### WHAT IS BEING ASKED
Quote exactly the lines from the one with "Point out every instance of the white interior" to the end of the data, both included; omit the pictures.

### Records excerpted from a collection
◇ ◇ ◇ ◇ ◇ ◇ ◇
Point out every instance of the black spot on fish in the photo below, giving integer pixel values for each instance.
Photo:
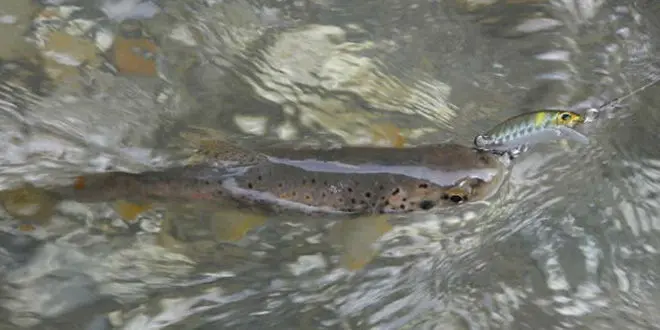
(426, 204)
(456, 199)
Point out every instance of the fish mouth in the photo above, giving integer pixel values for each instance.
(473, 189)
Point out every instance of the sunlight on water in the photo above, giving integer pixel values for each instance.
(569, 242)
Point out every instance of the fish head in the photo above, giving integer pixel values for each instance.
(470, 176)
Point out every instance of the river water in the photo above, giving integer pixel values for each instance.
(570, 242)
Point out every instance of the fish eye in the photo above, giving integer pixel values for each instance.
(565, 116)
(426, 204)
(456, 198)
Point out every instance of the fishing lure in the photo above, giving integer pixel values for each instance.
(532, 128)
(516, 134)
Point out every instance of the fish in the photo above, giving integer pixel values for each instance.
(357, 185)
(342, 181)
(532, 128)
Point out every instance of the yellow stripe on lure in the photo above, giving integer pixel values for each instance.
(532, 128)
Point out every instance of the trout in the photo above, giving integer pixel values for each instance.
(347, 181)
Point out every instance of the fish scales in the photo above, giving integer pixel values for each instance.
(360, 180)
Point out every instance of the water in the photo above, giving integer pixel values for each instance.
(571, 241)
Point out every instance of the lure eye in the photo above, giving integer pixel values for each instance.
(565, 117)
(455, 197)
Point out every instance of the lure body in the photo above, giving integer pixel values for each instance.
(532, 128)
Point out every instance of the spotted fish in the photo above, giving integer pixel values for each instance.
(365, 184)
(350, 180)
(532, 128)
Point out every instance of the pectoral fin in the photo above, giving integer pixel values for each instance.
(129, 211)
(233, 225)
(357, 237)
(29, 204)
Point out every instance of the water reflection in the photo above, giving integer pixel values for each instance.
(570, 242)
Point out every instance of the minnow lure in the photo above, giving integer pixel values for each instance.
(532, 128)
(517, 133)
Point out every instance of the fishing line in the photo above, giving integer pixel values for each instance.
(592, 113)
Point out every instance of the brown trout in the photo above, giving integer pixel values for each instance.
(347, 181)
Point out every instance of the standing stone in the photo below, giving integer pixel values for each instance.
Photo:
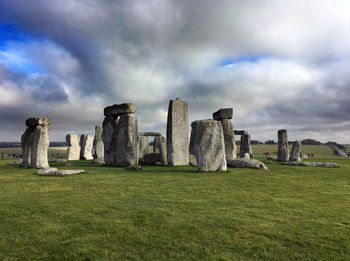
(295, 154)
(177, 133)
(163, 150)
(109, 129)
(26, 144)
(192, 138)
(283, 152)
(230, 144)
(126, 141)
(210, 146)
(40, 146)
(86, 144)
(73, 150)
(245, 146)
(143, 146)
(98, 144)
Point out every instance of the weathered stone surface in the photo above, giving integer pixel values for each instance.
(26, 144)
(210, 146)
(143, 146)
(126, 141)
(15, 163)
(120, 109)
(230, 143)
(163, 151)
(283, 152)
(192, 160)
(150, 133)
(73, 150)
(86, 144)
(240, 132)
(151, 158)
(34, 121)
(245, 146)
(246, 163)
(109, 131)
(312, 164)
(177, 133)
(40, 145)
(295, 154)
(192, 138)
(55, 172)
(223, 114)
(98, 146)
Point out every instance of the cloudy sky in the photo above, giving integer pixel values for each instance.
(279, 64)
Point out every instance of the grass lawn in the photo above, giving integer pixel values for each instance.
(162, 213)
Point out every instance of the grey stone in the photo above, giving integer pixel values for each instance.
(210, 146)
(150, 133)
(177, 133)
(192, 160)
(40, 145)
(98, 146)
(109, 131)
(163, 151)
(295, 154)
(73, 150)
(230, 143)
(34, 121)
(312, 164)
(246, 163)
(151, 158)
(86, 144)
(126, 141)
(26, 144)
(120, 109)
(283, 152)
(223, 114)
(143, 146)
(245, 146)
(240, 132)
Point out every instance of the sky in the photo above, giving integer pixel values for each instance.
(278, 64)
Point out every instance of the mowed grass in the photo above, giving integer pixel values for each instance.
(317, 150)
(176, 213)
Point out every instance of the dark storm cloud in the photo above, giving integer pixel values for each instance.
(97, 52)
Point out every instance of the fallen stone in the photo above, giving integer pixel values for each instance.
(223, 114)
(120, 109)
(177, 133)
(210, 146)
(295, 154)
(283, 152)
(246, 163)
(34, 121)
(312, 164)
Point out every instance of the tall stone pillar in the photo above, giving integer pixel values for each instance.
(283, 152)
(73, 150)
(40, 141)
(245, 146)
(86, 146)
(209, 146)
(296, 149)
(177, 133)
(225, 116)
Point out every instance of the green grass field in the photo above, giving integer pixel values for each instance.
(162, 213)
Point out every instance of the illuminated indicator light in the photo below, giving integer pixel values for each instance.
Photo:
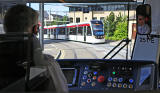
(110, 79)
(93, 84)
(84, 77)
(90, 75)
(83, 83)
(120, 79)
(119, 85)
(101, 79)
(109, 84)
(94, 77)
(125, 86)
(114, 85)
(130, 86)
(89, 80)
(113, 73)
(86, 68)
(95, 73)
(85, 72)
(115, 79)
(131, 80)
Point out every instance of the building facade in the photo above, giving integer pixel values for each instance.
(86, 12)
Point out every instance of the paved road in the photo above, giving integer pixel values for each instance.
(77, 50)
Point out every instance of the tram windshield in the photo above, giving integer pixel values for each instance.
(98, 29)
(99, 32)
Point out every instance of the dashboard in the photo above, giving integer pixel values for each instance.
(104, 75)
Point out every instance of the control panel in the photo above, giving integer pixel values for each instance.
(107, 76)
(101, 74)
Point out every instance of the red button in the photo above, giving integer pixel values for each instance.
(101, 79)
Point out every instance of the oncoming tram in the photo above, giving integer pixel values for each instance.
(90, 32)
(86, 71)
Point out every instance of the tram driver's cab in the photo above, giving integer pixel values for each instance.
(139, 74)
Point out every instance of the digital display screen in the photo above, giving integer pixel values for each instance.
(70, 74)
(145, 75)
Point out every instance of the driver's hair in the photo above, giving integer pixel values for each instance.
(19, 18)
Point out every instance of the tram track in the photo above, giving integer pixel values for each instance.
(75, 51)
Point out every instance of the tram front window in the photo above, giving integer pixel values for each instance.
(98, 29)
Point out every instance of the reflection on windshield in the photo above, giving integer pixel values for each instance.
(98, 32)
(97, 27)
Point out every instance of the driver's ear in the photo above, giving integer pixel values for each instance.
(35, 29)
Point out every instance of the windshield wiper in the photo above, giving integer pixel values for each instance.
(124, 40)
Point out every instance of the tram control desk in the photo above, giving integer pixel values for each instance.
(101, 75)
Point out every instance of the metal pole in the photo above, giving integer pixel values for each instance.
(41, 9)
(127, 33)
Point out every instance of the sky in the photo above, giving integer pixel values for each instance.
(56, 8)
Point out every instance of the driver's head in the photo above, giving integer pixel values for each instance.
(141, 20)
(20, 18)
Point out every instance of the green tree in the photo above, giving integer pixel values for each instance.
(121, 31)
(109, 24)
(115, 27)
(64, 19)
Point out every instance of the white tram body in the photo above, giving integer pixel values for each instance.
(90, 32)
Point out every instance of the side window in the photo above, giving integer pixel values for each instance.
(52, 31)
(45, 31)
(80, 30)
(89, 31)
(73, 31)
(62, 31)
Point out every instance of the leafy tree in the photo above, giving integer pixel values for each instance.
(109, 24)
(121, 31)
(115, 27)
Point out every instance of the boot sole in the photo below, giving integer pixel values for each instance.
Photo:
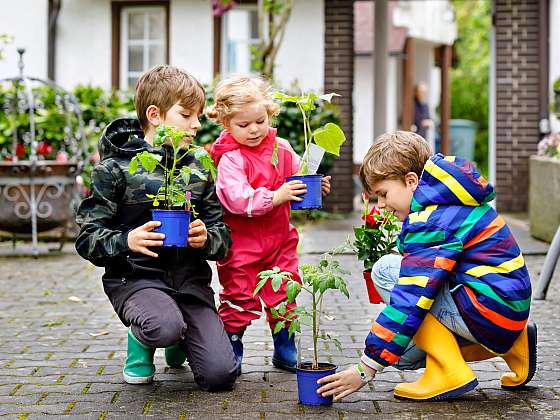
(137, 380)
(446, 395)
(280, 364)
(532, 339)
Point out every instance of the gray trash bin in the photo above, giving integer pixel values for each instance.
(463, 135)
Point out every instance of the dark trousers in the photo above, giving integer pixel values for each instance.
(158, 320)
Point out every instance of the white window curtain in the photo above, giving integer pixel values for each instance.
(240, 31)
(143, 42)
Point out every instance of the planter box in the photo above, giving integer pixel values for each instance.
(544, 197)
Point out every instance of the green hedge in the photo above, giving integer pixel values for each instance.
(99, 107)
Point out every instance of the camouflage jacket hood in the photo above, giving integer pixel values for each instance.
(123, 138)
(118, 204)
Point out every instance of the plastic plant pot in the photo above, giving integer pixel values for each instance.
(307, 383)
(313, 198)
(372, 291)
(174, 225)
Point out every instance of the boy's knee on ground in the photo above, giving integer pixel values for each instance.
(162, 334)
(385, 271)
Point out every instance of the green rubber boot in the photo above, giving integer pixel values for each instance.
(139, 366)
(175, 356)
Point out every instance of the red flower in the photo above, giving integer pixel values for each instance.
(44, 148)
(20, 150)
(370, 219)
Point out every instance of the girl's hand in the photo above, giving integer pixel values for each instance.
(288, 192)
(342, 383)
(142, 237)
(326, 185)
(198, 234)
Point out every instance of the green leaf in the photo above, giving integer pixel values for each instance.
(133, 167)
(149, 160)
(279, 327)
(292, 290)
(276, 283)
(330, 137)
(260, 285)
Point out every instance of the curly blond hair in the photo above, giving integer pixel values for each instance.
(234, 93)
(392, 156)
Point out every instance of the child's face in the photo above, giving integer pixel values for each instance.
(395, 195)
(249, 126)
(182, 118)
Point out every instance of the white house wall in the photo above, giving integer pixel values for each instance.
(83, 49)
(363, 102)
(26, 22)
(192, 37)
(425, 71)
(301, 56)
(431, 20)
(554, 51)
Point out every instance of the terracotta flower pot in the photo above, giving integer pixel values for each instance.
(372, 291)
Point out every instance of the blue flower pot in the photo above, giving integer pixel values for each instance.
(308, 386)
(174, 225)
(312, 199)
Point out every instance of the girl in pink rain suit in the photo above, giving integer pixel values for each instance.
(252, 166)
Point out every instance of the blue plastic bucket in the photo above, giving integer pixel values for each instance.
(308, 386)
(312, 199)
(174, 225)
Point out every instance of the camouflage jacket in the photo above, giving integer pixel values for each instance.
(118, 204)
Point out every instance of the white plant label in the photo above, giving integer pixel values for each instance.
(315, 155)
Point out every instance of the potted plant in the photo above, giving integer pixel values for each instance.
(172, 202)
(375, 238)
(316, 280)
(328, 138)
(556, 89)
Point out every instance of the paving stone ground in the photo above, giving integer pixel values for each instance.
(62, 348)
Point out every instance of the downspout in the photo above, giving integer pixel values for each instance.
(53, 11)
(492, 105)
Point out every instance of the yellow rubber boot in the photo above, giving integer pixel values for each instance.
(521, 359)
(446, 374)
(476, 352)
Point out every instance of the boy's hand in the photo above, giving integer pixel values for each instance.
(326, 185)
(142, 237)
(198, 234)
(288, 192)
(342, 383)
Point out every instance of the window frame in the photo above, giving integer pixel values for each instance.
(224, 37)
(116, 29)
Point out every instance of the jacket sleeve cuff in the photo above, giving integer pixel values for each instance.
(372, 363)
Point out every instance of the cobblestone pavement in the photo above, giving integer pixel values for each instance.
(62, 348)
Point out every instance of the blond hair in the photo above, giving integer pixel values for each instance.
(392, 156)
(164, 86)
(234, 93)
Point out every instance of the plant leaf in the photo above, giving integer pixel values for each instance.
(330, 137)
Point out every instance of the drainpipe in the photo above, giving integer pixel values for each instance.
(381, 42)
(492, 106)
(53, 11)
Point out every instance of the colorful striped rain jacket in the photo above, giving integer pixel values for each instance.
(453, 235)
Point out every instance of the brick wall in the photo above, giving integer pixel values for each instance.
(517, 98)
(339, 78)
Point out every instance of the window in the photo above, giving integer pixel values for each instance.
(240, 31)
(143, 42)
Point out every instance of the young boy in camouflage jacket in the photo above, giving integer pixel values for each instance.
(162, 293)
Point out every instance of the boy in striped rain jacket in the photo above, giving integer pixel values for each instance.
(459, 292)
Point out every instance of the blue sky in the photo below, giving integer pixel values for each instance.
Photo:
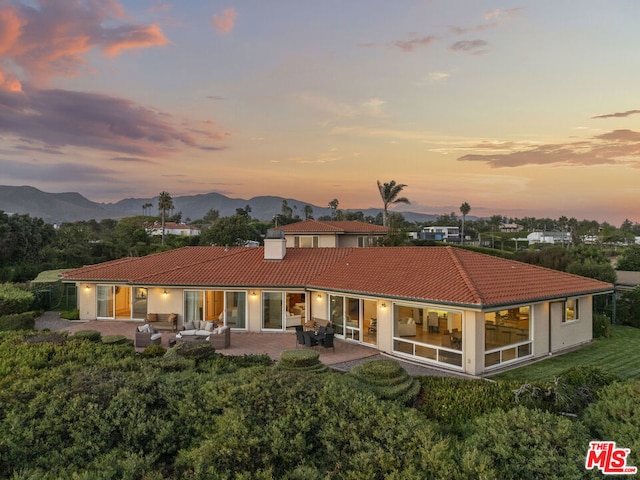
(519, 109)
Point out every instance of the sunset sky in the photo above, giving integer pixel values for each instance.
(519, 109)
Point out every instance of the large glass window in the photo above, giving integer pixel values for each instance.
(428, 333)
(214, 305)
(571, 310)
(193, 306)
(236, 309)
(139, 302)
(105, 307)
(272, 310)
(507, 335)
(336, 314)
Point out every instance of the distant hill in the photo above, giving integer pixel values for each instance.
(72, 207)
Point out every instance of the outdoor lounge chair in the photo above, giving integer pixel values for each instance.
(146, 335)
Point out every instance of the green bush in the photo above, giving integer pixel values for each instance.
(90, 335)
(18, 321)
(192, 350)
(616, 417)
(154, 351)
(523, 443)
(14, 299)
(573, 390)
(302, 360)
(115, 340)
(601, 326)
(70, 314)
(453, 402)
(387, 380)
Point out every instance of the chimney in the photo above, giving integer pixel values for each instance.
(275, 245)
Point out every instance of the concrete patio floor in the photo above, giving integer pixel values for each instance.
(345, 356)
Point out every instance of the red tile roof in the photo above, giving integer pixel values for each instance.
(338, 227)
(435, 274)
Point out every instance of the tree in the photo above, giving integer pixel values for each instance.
(464, 209)
(630, 259)
(389, 193)
(308, 212)
(165, 204)
(333, 205)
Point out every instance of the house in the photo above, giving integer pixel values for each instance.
(549, 237)
(444, 306)
(172, 228)
(444, 234)
(510, 228)
(332, 234)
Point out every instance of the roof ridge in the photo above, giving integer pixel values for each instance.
(453, 254)
(199, 262)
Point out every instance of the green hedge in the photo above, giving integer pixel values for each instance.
(14, 299)
(19, 321)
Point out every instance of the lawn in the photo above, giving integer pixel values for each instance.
(619, 354)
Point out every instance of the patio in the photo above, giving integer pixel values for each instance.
(242, 343)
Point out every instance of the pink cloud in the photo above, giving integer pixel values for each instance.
(10, 82)
(100, 122)
(410, 45)
(612, 148)
(52, 38)
(224, 23)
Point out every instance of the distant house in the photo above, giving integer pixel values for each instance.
(443, 234)
(443, 306)
(510, 227)
(549, 237)
(332, 234)
(171, 228)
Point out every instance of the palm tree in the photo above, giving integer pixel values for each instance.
(165, 203)
(464, 209)
(308, 212)
(389, 193)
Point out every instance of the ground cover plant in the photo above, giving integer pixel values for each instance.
(73, 407)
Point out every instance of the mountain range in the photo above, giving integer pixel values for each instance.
(72, 207)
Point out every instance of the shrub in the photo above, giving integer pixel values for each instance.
(573, 390)
(192, 350)
(154, 351)
(90, 335)
(525, 443)
(387, 380)
(14, 299)
(18, 321)
(70, 314)
(301, 361)
(115, 340)
(454, 401)
(601, 326)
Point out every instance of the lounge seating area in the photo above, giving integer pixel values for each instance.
(219, 337)
(309, 338)
(163, 321)
(147, 335)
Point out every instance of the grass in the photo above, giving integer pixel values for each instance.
(619, 354)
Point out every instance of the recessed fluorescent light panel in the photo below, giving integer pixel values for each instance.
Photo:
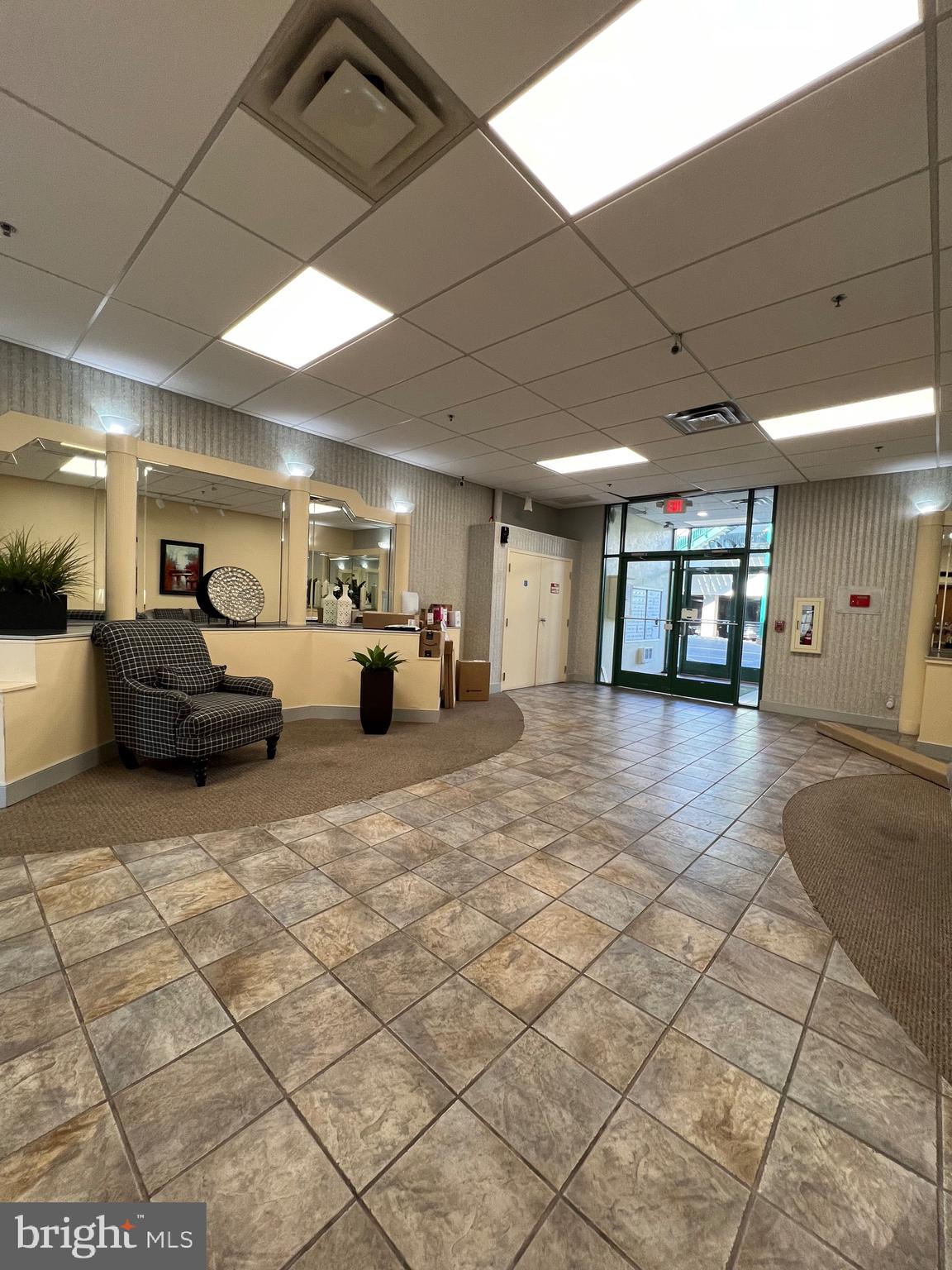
(854, 414)
(309, 317)
(593, 461)
(669, 75)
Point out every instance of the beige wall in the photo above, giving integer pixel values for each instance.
(57, 511)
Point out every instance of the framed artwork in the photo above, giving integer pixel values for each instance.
(807, 625)
(180, 566)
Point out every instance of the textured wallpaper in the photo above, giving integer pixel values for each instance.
(833, 533)
(56, 389)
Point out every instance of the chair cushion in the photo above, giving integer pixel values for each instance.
(192, 680)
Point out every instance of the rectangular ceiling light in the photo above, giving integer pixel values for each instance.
(669, 75)
(593, 461)
(309, 317)
(854, 414)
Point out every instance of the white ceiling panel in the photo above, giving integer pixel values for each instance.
(544, 281)
(881, 381)
(40, 310)
(495, 409)
(897, 341)
(268, 186)
(483, 51)
(385, 357)
(869, 232)
(526, 432)
(445, 386)
(146, 80)
(407, 435)
(625, 372)
(610, 327)
(883, 296)
(464, 212)
(79, 211)
(296, 400)
(648, 403)
(202, 270)
(226, 375)
(711, 202)
(131, 341)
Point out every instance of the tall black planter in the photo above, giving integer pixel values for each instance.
(32, 615)
(376, 701)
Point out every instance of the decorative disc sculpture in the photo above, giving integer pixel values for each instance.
(231, 594)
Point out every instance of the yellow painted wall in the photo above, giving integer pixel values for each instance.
(54, 511)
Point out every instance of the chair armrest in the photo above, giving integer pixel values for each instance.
(246, 685)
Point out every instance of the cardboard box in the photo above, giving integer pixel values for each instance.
(432, 642)
(473, 681)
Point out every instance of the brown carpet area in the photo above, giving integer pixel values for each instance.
(875, 855)
(320, 763)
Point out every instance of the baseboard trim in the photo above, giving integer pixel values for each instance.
(49, 776)
(400, 714)
(833, 715)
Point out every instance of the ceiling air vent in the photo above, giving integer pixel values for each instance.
(708, 418)
(357, 98)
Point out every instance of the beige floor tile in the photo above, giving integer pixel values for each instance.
(662, 1201)
(459, 1198)
(457, 1030)
(604, 1033)
(519, 976)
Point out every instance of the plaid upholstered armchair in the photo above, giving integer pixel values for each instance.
(169, 701)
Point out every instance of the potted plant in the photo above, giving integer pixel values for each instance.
(35, 580)
(377, 670)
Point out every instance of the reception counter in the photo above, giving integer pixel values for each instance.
(55, 711)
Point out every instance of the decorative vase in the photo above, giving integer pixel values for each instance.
(376, 701)
(345, 611)
(32, 615)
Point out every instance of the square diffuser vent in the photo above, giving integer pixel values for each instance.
(708, 418)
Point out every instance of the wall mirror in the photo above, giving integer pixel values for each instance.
(56, 490)
(191, 523)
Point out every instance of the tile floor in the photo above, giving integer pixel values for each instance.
(566, 1010)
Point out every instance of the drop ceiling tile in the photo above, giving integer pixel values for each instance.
(357, 419)
(79, 211)
(488, 50)
(464, 212)
(869, 232)
(225, 374)
(895, 341)
(883, 296)
(409, 435)
(606, 328)
(385, 357)
(454, 384)
(881, 381)
(40, 310)
(873, 123)
(147, 82)
(625, 372)
(649, 403)
(497, 408)
(264, 183)
(526, 432)
(536, 284)
(202, 270)
(296, 400)
(131, 341)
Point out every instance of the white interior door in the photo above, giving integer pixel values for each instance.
(554, 607)
(521, 633)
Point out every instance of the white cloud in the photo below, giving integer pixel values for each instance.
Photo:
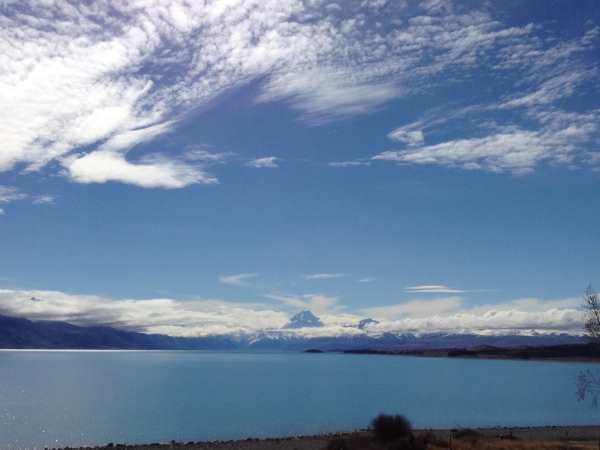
(203, 317)
(87, 79)
(323, 276)
(161, 315)
(323, 95)
(44, 199)
(409, 137)
(270, 162)
(453, 315)
(344, 164)
(240, 279)
(560, 139)
(10, 194)
(433, 289)
(157, 171)
(201, 154)
(415, 308)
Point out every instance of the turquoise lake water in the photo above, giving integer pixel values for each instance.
(55, 398)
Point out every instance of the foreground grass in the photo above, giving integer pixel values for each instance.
(501, 444)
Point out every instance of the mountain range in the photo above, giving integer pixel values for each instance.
(19, 333)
◇ ◇ ◇ ◇ ◇ ◇ ◇
### PROBLEM SOLUTION
Point out every instance of the white interior door in the photo above, giving integer pixel values for each instance.
(554, 607)
(521, 633)
Point out every instance of the white cloud in the photo below, giving integer pixel values for each instance.
Photo:
(203, 317)
(87, 79)
(323, 276)
(161, 315)
(323, 95)
(44, 199)
(409, 137)
(270, 162)
(453, 315)
(344, 164)
(240, 279)
(560, 139)
(10, 194)
(433, 289)
(157, 171)
(201, 154)
(415, 308)
Point out every instance of the turquoise lake water in the photo above, giving integer pixel values for each instance.
(55, 398)
Point out every instance of the foreground grass in the photo above, giving integer pixel values for each instance.
(501, 444)
Point out every instance of the mountain range in the photo above, giving integer pixel values for each instance.
(19, 333)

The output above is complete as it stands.